* _EXERCISE_
Revise everything from the line with "the football player" down to the line with "pixel 230 108", putting "dot" wherever "marker" appears and changing nothing else.

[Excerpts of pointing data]

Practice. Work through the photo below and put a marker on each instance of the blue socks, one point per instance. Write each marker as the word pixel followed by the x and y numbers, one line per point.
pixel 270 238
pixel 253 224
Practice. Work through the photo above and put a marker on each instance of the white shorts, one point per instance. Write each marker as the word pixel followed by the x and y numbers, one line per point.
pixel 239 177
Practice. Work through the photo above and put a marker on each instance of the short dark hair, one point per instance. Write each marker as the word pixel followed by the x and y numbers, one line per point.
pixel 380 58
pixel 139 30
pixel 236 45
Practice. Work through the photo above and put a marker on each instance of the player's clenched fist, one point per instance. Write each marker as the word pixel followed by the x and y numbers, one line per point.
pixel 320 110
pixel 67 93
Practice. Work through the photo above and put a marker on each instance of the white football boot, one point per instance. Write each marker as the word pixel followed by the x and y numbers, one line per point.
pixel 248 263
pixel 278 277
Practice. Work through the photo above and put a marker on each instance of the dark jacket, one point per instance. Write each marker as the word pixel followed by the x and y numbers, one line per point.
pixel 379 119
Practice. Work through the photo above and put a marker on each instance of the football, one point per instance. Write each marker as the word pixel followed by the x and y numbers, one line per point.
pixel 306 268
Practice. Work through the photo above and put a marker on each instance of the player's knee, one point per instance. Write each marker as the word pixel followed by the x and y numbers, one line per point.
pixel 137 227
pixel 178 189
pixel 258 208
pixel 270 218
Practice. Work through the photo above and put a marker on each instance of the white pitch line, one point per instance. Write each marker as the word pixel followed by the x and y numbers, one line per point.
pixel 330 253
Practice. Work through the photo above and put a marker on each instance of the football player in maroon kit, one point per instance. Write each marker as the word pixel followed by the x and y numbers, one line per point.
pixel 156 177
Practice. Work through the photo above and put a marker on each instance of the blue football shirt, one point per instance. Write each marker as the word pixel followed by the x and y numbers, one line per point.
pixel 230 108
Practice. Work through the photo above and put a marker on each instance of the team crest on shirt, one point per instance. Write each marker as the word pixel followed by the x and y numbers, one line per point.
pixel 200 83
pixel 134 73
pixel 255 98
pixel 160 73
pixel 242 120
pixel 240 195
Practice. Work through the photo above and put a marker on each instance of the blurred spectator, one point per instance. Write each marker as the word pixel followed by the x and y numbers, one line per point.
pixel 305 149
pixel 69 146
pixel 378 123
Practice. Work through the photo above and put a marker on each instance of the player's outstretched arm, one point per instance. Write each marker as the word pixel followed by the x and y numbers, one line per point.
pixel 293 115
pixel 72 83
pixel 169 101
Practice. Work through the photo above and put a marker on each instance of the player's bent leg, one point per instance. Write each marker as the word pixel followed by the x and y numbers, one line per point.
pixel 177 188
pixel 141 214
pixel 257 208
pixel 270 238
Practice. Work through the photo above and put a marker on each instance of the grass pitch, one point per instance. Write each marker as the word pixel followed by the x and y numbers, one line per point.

* _EXERCISE SOLUTION_
Practice. Work through the photo above and put a dot on each instance of the football player in maroon kit, one point per instance. Write each dot as the word pixel followed by the x and y numbers, one line per point.
pixel 156 177
Practice. Work through the photo above and put a dot on each instance of the blue football shirt, one point per instance. Write each dot as the word pixel followed by the x and y numbers, one line per point.
pixel 230 108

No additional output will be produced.